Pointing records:
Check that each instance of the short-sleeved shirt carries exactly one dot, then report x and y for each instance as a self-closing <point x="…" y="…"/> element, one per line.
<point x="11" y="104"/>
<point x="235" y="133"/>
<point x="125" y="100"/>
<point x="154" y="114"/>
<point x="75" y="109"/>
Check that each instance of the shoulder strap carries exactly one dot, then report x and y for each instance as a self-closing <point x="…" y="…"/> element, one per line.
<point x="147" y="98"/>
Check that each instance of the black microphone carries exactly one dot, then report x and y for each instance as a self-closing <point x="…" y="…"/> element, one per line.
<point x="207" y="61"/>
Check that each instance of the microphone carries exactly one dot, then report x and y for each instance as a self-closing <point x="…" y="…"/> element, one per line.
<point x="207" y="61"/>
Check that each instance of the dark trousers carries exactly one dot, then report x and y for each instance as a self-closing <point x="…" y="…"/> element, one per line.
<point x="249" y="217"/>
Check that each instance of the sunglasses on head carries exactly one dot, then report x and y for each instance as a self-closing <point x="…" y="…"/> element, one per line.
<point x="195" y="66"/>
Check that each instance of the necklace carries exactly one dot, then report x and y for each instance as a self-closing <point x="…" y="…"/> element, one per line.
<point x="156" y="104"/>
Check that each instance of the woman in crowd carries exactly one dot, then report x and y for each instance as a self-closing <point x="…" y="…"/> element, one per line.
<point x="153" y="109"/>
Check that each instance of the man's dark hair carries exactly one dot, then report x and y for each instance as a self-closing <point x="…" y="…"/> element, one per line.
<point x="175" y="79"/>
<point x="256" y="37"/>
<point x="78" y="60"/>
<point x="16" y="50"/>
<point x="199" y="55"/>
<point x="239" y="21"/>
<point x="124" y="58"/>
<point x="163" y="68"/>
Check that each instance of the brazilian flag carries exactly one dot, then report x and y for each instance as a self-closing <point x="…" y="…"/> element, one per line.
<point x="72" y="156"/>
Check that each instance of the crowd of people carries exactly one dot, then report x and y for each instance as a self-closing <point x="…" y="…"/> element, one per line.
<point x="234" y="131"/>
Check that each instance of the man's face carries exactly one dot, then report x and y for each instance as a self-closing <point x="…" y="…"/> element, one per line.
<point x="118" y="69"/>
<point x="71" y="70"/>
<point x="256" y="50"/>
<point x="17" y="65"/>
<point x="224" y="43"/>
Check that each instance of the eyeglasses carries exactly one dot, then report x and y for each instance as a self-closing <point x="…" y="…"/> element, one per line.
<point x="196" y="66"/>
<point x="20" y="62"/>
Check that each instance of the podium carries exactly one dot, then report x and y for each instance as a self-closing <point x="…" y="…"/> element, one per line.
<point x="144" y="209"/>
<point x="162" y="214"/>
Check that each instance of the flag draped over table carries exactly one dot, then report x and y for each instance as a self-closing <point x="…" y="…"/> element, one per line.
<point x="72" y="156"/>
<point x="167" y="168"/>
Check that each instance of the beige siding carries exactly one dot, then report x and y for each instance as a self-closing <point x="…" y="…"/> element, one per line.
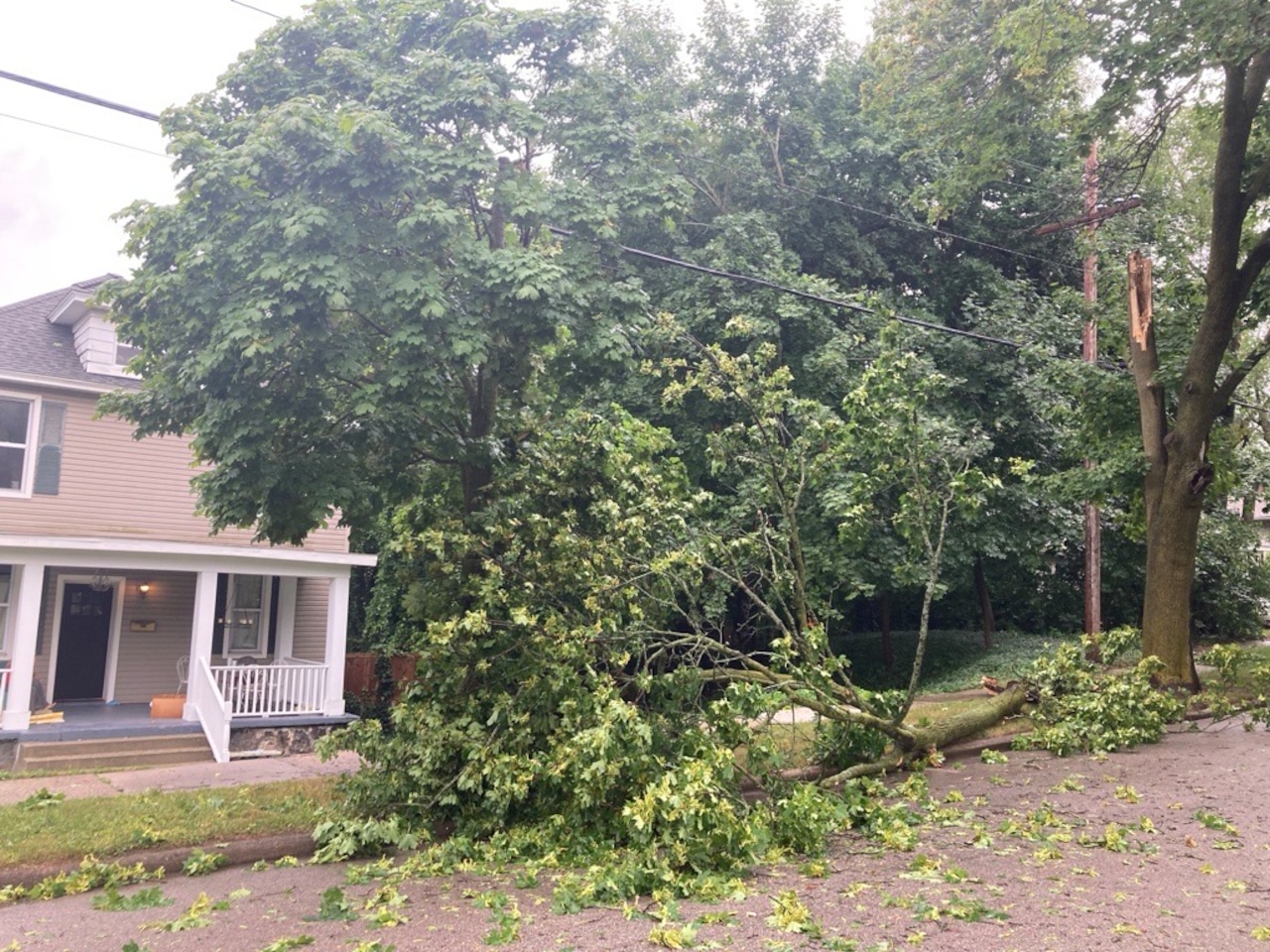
<point x="310" y="642"/>
<point x="148" y="660"/>
<point x="116" y="486"/>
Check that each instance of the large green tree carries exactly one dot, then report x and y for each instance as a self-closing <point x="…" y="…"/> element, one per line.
<point x="357" y="277"/>
<point x="1000" y="63"/>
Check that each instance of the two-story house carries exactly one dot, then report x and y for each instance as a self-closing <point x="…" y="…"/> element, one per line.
<point x="112" y="588"/>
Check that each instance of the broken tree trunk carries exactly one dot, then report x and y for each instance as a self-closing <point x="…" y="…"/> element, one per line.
<point x="916" y="743"/>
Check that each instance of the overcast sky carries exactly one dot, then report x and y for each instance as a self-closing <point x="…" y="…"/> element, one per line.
<point x="58" y="189"/>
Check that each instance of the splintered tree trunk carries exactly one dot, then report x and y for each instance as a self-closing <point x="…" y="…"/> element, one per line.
<point x="1008" y="703"/>
<point x="1176" y="477"/>
<point x="980" y="588"/>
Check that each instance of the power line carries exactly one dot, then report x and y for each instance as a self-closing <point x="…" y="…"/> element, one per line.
<point x="806" y="295"/>
<point x="933" y="229"/>
<point x="907" y="222"/>
<point x="82" y="135"/>
<point x="80" y="96"/>
<point x="257" y="9"/>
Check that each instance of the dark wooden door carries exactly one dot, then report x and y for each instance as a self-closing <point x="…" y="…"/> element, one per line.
<point x="82" y="643"/>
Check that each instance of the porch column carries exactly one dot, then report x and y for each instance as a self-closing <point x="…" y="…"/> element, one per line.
<point x="285" y="636"/>
<point x="30" y="587"/>
<point x="336" y="644"/>
<point x="199" y="638"/>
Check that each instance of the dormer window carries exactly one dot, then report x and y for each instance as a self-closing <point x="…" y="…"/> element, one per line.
<point x="125" y="352"/>
<point x="96" y="344"/>
<point x="16" y="416"/>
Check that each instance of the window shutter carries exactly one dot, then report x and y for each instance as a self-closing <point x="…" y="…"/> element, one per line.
<point x="222" y="587"/>
<point x="49" y="449"/>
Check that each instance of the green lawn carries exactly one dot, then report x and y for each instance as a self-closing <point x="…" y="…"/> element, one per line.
<point x="955" y="660"/>
<point x="45" y="829"/>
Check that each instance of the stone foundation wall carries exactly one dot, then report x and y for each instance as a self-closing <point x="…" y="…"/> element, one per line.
<point x="281" y="740"/>
<point x="8" y="754"/>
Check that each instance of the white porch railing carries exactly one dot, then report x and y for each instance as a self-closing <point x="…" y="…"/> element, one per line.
<point x="213" y="711"/>
<point x="290" y="685"/>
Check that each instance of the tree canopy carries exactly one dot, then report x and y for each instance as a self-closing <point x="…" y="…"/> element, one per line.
<point x="467" y="276"/>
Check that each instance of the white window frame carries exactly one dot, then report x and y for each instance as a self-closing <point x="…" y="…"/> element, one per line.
<point x="30" y="449"/>
<point x="262" y="629"/>
<point x="5" y="602"/>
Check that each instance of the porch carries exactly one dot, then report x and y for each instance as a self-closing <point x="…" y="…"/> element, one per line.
<point x="249" y="636"/>
<point x="144" y="740"/>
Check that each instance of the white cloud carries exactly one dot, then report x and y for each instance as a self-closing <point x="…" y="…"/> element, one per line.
<point x="59" y="190"/>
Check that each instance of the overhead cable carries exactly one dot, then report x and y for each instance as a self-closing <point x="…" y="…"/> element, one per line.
<point x="82" y="135"/>
<point x="797" y="293"/>
<point x="257" y="9"/>
<point x="81" y="96"/>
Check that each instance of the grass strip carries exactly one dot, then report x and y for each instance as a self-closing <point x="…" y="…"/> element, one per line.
<point x="105" y="826"/>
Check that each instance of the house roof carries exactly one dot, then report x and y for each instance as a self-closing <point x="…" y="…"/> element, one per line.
<point x="35" y="349"/>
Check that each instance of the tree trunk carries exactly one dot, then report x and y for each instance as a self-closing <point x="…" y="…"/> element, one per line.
<point x="919" y="742"/>
<point x="888" y="649"/>
<point x="1173" y="535"/>
<point x="969" y="722"/>
<point x="980" y="588"/>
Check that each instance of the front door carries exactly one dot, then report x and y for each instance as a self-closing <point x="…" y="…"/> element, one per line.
<point x="82" y="643"/>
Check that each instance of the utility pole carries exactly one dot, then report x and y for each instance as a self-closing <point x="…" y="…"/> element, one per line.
<point x="1093" y="214"/>
<point x="1089" y="352"/>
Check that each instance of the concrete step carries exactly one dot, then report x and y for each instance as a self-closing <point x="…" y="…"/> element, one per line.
<point x="112" y="753"/>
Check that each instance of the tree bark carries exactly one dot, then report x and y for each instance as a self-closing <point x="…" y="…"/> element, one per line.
<point x="1173" y="534"/>
<point x="917" y="743"/>
<point x="888" y="649"/>
<point x="980" y="588"/>
<point x="992" y="711"/>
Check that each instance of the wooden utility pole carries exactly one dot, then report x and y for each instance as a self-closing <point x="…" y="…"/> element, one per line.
<point x="1089" y="352"/>
<point x="1093" y="214"/>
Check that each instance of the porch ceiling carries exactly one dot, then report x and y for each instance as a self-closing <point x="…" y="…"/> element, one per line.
<point x="155" y="555"/>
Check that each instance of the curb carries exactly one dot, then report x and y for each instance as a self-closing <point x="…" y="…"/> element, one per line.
<point x="240" y="852"/>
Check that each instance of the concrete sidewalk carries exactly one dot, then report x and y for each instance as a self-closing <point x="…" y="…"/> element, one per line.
<point x="178" y="777"/>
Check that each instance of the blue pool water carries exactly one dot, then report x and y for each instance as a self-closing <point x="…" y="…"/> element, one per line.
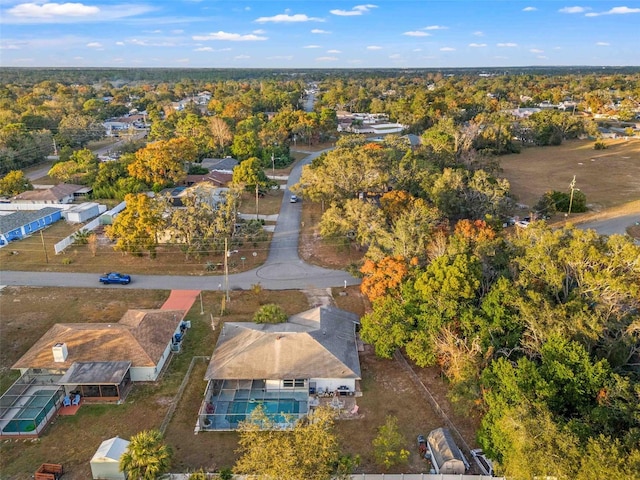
<point x="276" y="410"/>
<point x="32" y="413"/>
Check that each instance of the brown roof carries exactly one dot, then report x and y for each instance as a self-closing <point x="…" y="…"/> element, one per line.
<point x="318" y="343"/>
<point x="140" y="337"/>
<point x="217" y="178"/>
<point x="55" y="193"/>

THE REQUEST: Exactly the lines from the one with "Check that each instance of the concrete sidewalk" through the end of the listing above are to be repeated, with no pictures.

SOLUTION TO THE EXERCISE:
Check that each instance of the concrete sidewalk carries exactly one dot, then report x and y for each instance as a self-closing <point x="…" y="…"/> element, one per line.
<point x="178" y="777"/>
Check that each instance of the blue pool water carries exactly one dot, then report x and y for each instance as a self-closing <point x="…" y="…"/> element, one per line.
<point x="276" y="410"/>
<point x="32" y="413"/>
Check that each instance of the brown roof carries exactly one dot, then report x and y for each instance as a self-closing <point x="…" y="…"/> element, one per line.
<point x="318" y="343"/>
<point x="140" y="337"/>
<point x="217" y="178"/>
<point x="55" y="193"/>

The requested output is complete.